- [DATASET ENTRIES]
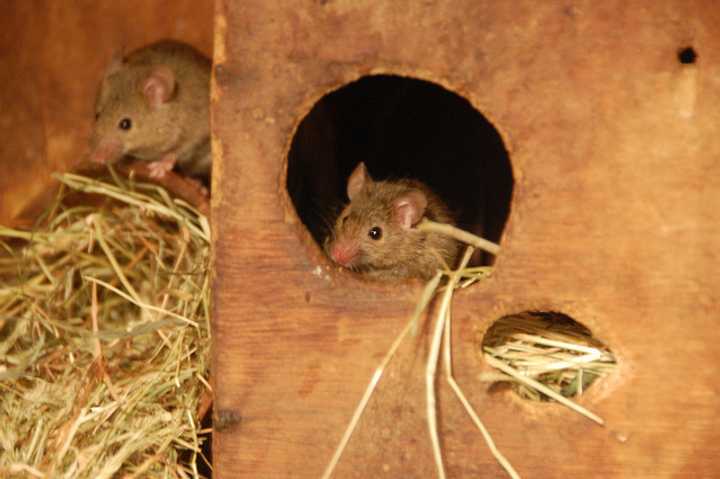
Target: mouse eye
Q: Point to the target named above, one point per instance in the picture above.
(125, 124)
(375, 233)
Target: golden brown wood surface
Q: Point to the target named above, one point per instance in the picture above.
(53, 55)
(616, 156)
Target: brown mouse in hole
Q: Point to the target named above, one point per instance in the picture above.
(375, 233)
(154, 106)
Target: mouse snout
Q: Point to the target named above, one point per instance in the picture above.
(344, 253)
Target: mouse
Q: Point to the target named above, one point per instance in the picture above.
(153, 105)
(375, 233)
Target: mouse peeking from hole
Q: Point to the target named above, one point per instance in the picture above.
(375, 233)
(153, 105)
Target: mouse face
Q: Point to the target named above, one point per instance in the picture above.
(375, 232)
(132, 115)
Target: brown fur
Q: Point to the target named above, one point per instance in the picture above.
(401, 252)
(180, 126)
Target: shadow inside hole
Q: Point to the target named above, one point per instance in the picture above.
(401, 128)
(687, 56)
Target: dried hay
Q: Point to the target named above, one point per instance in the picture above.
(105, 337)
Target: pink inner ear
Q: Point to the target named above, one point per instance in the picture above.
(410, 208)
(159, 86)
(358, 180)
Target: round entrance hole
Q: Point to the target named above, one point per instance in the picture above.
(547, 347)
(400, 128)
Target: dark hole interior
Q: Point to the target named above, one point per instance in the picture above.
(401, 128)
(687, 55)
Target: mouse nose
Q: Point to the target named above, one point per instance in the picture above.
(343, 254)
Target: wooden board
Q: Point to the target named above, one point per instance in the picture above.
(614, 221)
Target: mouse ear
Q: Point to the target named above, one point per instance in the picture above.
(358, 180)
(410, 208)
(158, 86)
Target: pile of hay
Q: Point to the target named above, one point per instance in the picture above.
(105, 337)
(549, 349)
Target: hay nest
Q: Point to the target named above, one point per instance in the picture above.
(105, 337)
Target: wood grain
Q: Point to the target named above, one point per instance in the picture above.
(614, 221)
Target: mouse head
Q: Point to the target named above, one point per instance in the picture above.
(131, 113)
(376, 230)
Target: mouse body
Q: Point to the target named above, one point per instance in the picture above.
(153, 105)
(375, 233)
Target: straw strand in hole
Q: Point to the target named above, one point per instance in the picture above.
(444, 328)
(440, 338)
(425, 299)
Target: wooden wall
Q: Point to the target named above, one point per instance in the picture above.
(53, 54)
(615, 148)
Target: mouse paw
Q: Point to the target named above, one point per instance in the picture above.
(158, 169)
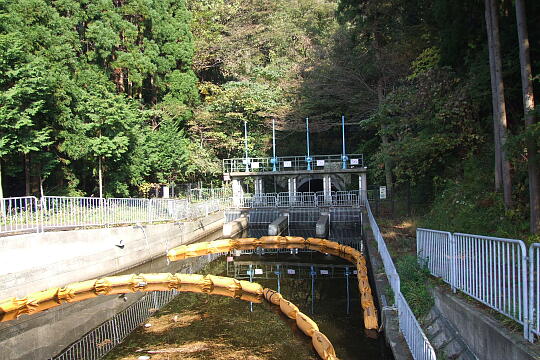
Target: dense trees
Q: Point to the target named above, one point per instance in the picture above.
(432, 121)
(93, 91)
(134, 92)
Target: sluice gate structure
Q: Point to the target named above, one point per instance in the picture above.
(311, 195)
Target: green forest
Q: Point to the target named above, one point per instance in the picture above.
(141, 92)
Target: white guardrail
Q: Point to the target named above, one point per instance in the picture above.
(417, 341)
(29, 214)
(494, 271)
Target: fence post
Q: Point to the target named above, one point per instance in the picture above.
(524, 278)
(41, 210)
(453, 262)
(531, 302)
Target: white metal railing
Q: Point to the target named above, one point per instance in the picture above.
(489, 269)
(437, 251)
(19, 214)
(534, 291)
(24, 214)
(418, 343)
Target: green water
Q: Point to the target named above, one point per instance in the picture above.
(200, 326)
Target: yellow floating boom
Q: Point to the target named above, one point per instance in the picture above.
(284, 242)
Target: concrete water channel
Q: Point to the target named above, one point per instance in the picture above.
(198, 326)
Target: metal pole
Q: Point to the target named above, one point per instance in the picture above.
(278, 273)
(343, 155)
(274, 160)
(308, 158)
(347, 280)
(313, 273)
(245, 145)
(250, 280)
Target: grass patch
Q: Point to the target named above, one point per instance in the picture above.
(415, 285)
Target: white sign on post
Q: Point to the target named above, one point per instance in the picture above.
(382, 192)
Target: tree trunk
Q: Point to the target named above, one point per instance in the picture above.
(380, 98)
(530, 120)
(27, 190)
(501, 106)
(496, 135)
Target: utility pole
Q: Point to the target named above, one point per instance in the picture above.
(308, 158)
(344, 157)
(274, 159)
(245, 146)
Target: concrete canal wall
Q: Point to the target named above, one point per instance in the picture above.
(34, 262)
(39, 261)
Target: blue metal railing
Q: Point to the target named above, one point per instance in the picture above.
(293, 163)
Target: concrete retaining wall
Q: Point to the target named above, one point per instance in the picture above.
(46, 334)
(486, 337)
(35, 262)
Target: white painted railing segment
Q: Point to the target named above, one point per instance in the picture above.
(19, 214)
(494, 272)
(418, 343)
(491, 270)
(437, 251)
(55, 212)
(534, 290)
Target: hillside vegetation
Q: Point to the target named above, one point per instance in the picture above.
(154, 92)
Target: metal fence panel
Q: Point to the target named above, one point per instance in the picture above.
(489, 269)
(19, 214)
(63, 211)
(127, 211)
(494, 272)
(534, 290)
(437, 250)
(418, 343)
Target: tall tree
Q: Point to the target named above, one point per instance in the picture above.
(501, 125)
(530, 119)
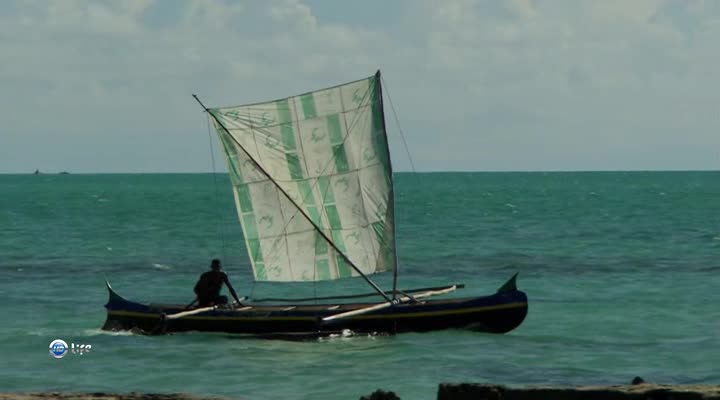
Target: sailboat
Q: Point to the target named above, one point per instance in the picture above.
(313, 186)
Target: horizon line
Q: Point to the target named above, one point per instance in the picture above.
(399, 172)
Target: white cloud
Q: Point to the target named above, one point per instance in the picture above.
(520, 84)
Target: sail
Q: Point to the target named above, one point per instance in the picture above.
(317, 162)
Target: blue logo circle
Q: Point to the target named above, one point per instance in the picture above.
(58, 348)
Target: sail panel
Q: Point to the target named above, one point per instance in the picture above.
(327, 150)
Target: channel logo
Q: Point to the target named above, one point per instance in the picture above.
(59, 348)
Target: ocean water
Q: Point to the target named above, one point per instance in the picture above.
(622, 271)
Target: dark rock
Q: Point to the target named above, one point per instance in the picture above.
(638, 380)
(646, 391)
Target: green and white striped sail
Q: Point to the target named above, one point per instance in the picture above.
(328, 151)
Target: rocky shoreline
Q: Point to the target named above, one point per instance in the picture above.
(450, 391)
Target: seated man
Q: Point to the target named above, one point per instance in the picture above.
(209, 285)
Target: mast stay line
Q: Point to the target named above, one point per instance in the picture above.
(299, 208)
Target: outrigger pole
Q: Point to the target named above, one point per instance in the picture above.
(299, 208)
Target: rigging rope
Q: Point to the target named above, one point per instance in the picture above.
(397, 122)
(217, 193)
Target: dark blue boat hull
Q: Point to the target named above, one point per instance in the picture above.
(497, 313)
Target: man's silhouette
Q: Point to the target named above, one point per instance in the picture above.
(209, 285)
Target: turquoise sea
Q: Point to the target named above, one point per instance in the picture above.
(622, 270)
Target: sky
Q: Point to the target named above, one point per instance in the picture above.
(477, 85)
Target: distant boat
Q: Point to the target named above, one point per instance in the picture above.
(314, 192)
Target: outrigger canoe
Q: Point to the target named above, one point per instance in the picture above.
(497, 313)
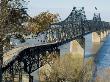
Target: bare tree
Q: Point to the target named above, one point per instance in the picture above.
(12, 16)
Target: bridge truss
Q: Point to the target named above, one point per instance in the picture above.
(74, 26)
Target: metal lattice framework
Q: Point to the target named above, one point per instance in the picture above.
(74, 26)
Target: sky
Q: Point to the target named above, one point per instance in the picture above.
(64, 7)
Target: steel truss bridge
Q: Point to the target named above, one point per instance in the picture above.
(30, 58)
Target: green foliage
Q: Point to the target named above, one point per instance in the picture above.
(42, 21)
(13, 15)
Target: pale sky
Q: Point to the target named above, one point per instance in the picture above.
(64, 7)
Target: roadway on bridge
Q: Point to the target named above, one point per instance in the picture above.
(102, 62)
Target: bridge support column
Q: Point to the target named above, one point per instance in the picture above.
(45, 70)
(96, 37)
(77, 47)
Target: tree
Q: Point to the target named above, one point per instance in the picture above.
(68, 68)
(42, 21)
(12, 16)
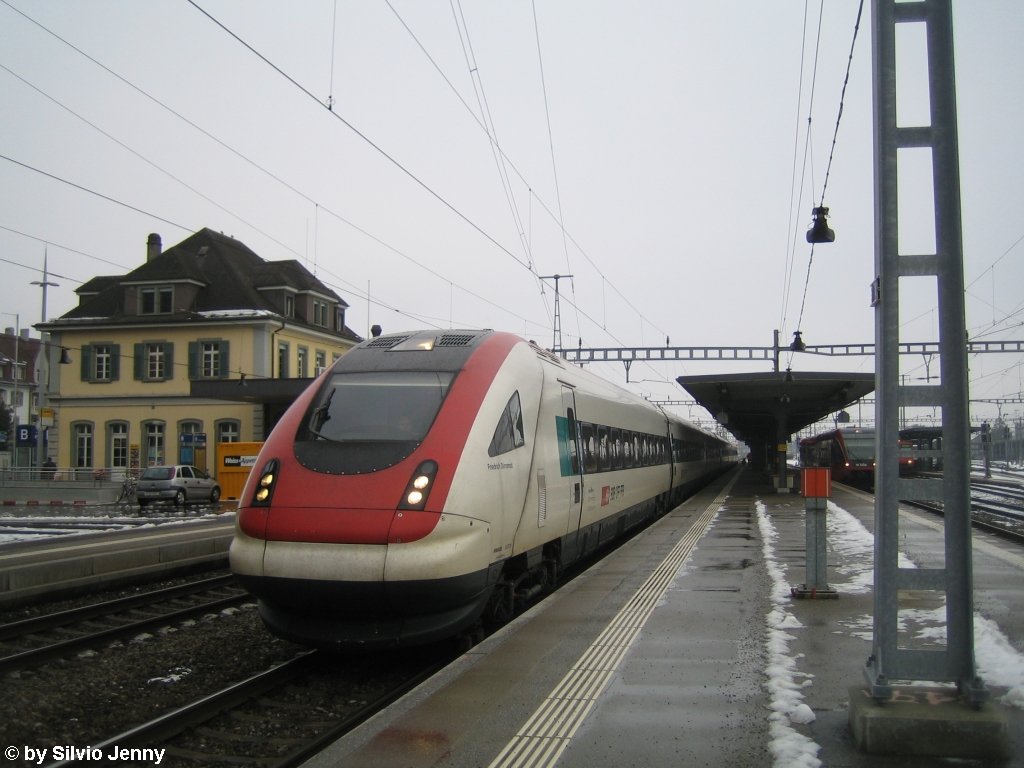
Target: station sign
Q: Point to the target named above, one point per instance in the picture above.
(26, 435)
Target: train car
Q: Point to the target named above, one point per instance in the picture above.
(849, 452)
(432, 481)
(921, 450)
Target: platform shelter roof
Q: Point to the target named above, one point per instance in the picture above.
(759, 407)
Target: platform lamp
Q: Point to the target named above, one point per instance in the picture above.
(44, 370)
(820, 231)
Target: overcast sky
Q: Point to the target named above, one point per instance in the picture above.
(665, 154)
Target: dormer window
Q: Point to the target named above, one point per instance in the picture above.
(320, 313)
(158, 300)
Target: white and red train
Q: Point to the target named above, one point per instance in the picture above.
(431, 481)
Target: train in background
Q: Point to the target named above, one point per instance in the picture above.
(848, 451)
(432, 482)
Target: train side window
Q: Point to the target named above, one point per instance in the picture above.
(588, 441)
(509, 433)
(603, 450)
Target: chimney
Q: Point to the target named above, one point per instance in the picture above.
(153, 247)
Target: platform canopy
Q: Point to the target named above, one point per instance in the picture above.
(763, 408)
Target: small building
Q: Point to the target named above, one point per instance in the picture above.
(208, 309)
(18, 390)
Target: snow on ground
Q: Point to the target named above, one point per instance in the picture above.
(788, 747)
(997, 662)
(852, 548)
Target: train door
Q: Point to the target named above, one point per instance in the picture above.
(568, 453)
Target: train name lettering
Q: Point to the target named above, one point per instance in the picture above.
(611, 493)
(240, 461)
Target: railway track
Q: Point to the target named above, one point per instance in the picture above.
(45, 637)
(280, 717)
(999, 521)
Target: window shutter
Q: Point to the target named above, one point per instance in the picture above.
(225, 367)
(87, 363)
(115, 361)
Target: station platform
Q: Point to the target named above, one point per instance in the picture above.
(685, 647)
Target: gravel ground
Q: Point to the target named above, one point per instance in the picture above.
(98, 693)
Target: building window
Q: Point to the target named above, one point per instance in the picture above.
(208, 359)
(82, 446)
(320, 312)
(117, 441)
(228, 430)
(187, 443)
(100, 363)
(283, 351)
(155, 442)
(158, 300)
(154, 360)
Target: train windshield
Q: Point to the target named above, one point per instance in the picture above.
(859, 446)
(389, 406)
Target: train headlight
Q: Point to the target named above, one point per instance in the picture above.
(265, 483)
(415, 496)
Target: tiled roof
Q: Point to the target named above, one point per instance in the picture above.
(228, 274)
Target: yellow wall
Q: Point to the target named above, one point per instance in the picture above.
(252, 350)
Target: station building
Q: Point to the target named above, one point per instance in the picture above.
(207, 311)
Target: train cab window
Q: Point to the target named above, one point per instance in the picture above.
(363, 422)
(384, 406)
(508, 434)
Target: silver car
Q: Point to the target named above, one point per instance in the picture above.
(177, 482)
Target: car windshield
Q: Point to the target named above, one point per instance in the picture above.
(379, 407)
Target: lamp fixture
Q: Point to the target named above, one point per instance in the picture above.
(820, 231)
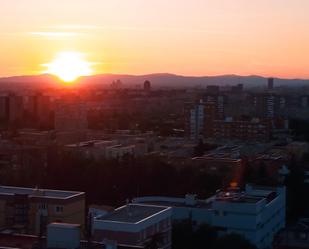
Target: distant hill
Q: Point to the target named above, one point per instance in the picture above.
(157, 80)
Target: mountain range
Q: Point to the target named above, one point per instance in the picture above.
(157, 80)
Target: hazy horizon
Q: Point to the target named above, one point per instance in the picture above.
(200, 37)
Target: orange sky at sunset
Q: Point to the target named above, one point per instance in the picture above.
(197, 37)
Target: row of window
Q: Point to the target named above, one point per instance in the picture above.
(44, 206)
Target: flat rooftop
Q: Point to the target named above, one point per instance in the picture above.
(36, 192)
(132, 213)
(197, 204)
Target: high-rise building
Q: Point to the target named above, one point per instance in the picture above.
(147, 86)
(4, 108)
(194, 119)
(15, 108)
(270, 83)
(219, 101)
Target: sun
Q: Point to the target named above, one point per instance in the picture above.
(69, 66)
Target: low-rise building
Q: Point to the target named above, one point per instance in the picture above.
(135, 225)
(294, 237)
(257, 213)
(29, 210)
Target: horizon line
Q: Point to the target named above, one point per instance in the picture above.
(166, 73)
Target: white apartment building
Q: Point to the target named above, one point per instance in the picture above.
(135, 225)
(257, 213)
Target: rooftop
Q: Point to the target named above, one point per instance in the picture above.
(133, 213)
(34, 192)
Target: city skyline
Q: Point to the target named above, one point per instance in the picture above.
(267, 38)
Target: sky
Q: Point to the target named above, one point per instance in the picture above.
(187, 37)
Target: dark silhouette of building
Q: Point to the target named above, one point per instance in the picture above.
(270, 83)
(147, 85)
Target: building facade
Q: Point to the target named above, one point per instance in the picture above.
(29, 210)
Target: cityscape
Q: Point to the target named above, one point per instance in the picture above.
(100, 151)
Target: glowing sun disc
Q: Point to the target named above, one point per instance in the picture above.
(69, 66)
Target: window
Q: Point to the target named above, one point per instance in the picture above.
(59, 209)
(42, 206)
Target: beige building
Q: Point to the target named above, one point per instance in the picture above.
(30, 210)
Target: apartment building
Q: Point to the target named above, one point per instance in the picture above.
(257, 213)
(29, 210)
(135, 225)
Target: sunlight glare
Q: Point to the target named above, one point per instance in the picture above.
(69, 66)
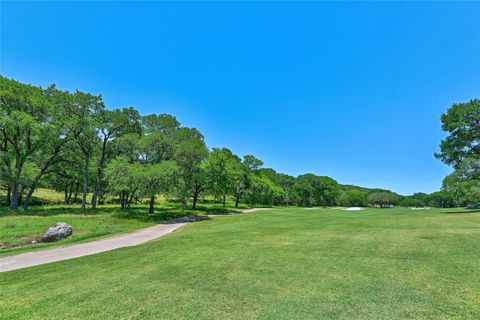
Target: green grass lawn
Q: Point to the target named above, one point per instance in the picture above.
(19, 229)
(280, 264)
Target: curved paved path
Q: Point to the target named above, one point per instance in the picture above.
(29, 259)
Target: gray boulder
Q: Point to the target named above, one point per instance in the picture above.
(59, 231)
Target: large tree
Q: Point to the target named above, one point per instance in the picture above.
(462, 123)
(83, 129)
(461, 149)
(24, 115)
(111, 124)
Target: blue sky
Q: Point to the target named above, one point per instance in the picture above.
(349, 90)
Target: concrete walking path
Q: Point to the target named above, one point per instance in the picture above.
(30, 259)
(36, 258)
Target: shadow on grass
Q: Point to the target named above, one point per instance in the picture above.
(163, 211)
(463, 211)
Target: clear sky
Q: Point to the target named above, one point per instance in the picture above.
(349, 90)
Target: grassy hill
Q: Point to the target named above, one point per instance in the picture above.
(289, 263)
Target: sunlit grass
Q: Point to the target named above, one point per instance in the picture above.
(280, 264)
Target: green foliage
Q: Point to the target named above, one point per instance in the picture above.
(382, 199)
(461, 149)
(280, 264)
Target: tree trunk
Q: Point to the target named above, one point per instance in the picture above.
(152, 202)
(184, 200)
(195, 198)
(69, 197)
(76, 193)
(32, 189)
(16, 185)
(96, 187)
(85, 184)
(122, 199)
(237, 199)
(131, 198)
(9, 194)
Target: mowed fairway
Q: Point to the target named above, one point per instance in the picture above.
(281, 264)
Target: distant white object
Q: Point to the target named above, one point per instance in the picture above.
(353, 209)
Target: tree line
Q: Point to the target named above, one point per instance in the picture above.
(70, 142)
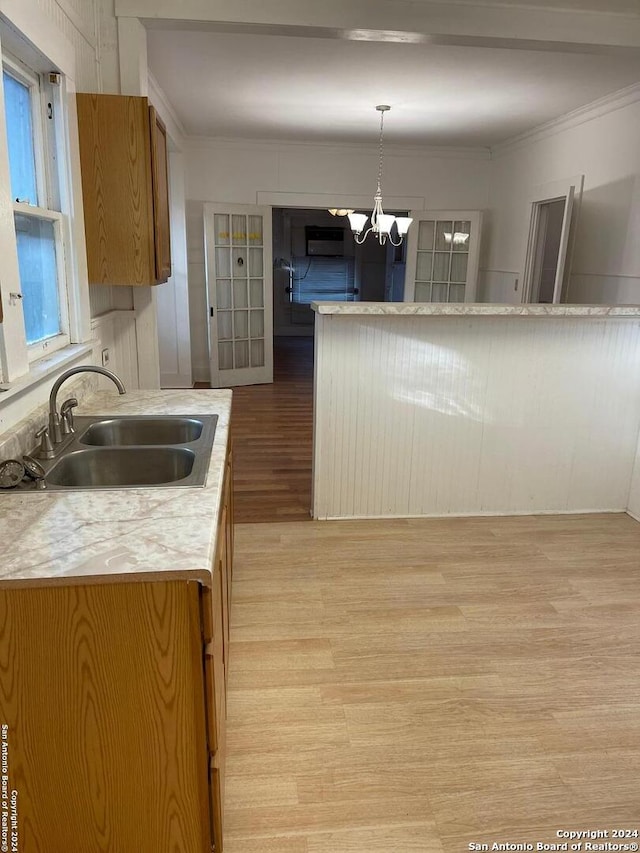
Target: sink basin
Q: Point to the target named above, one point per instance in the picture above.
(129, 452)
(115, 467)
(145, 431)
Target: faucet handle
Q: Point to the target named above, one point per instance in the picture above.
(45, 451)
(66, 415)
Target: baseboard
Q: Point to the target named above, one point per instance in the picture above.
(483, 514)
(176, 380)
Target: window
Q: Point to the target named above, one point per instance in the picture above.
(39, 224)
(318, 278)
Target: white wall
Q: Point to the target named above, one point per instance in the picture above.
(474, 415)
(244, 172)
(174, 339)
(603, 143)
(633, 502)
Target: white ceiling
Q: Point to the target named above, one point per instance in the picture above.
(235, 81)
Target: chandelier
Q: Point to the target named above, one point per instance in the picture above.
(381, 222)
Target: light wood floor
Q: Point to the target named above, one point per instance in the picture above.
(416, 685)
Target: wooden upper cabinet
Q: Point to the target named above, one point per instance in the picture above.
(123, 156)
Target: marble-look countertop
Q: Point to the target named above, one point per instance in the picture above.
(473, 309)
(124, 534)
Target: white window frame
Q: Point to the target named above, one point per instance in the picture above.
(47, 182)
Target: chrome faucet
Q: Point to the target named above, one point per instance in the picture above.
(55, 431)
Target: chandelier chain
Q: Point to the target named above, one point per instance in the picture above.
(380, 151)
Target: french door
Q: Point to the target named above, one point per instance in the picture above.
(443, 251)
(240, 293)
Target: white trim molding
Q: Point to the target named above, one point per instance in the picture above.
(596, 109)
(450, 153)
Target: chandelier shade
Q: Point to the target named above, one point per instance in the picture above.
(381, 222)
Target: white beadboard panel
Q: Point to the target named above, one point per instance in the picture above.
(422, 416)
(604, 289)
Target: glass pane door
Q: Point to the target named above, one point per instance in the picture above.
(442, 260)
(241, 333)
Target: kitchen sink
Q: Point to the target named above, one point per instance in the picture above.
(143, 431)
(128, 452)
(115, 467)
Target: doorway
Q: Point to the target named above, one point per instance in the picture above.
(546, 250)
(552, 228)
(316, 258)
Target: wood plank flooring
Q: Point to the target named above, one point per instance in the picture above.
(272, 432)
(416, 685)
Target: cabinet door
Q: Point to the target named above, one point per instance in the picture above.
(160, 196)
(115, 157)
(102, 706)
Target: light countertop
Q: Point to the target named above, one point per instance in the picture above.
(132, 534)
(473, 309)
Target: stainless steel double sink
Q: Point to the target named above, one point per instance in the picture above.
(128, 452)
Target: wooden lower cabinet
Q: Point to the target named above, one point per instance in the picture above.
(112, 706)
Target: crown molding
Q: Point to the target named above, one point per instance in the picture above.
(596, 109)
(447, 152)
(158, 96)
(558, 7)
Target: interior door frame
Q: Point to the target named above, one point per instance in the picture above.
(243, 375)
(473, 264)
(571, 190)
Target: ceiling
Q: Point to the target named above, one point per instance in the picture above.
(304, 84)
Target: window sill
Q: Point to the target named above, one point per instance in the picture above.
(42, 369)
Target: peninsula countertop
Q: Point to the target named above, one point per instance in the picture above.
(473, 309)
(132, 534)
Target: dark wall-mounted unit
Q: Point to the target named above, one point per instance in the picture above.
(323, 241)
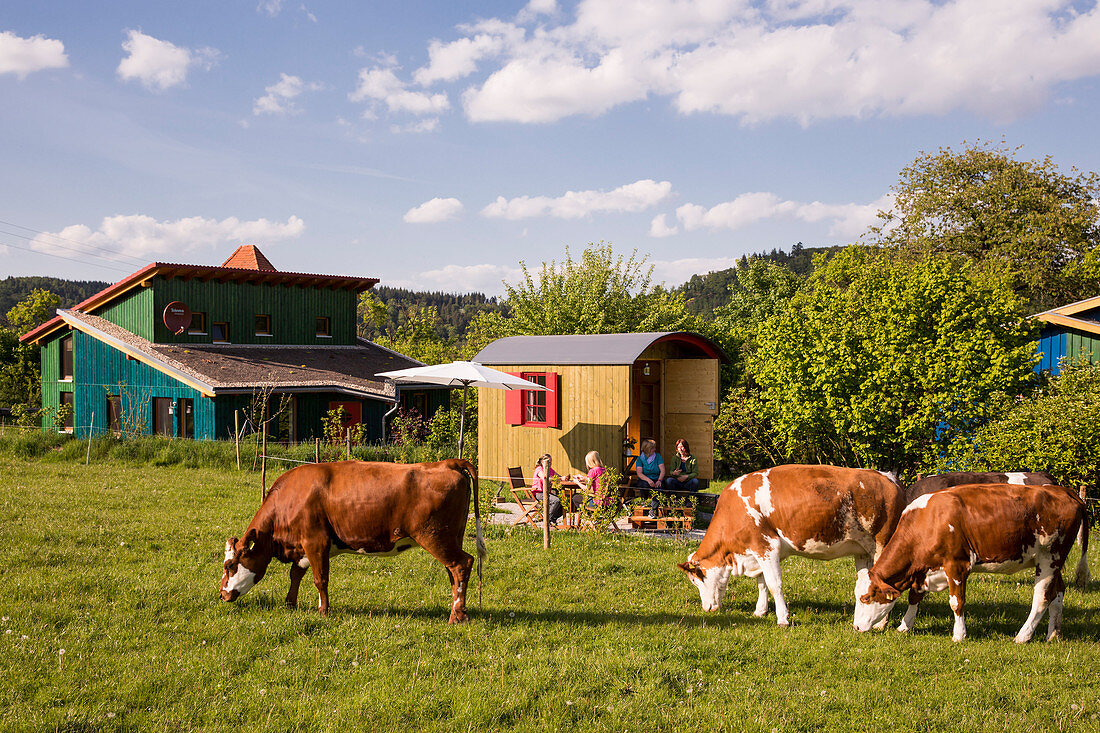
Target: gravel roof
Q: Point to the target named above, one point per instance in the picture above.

- [WHAT IS NEEDED] From the line containing "Target: wood plank flooring" to the end of the data above, give those lines again verbatim, with both endpoints included and no images.

- [EXERCISE RESULT]
Target: wood plank flooring
Q: Point to the target named above, one point per instance in the picture above.
(272, 432)
(416, 685)
Target: cabinet door
Q: Point to the target named above, one point per instance in the picture above.
(160, 196)
(115, 157)
(102, 706)
Target: light countertop
Q: Point to the target named above, one point per instance in the picture above.
(132, 534)
(473, 309)
Target: stainless steel double sink
Q: Point to the target named above, one point per instance in the picture above.
(128, 452)
Target: wooden lower cabinet
Q: Point to the target named above, one point per instance in the picture above.
(112, 706)
Target: crown molding
Q: Point to the target named above, one point per instance in the picture above.
(596, 109)
(447, 152)
(158, 96)
(558, 7)
Target: interior door frame
Q: Point to the target named above, one point per instance in the picture above.
(243, 375)
(473, 264)
(571, 190)
Target: ceiling
Q: Point to the target named above, one point per instance in the picture above.
(304, 84)
Target: window sill
Q: Point to the target named above, one point per instance in the picture above.
(42, 369)
Target: peninsula countertop
Q: Point to the target named above, one point per instance in the picture above.
(473, 309)
(132, 534)
Target: dark wall-mounted unit
Q: Point to the target named above, one point per instance in the picture above.
(323, 241)
Target: gravel roof
Q: Point to the target named above, one point per instance in the picture above.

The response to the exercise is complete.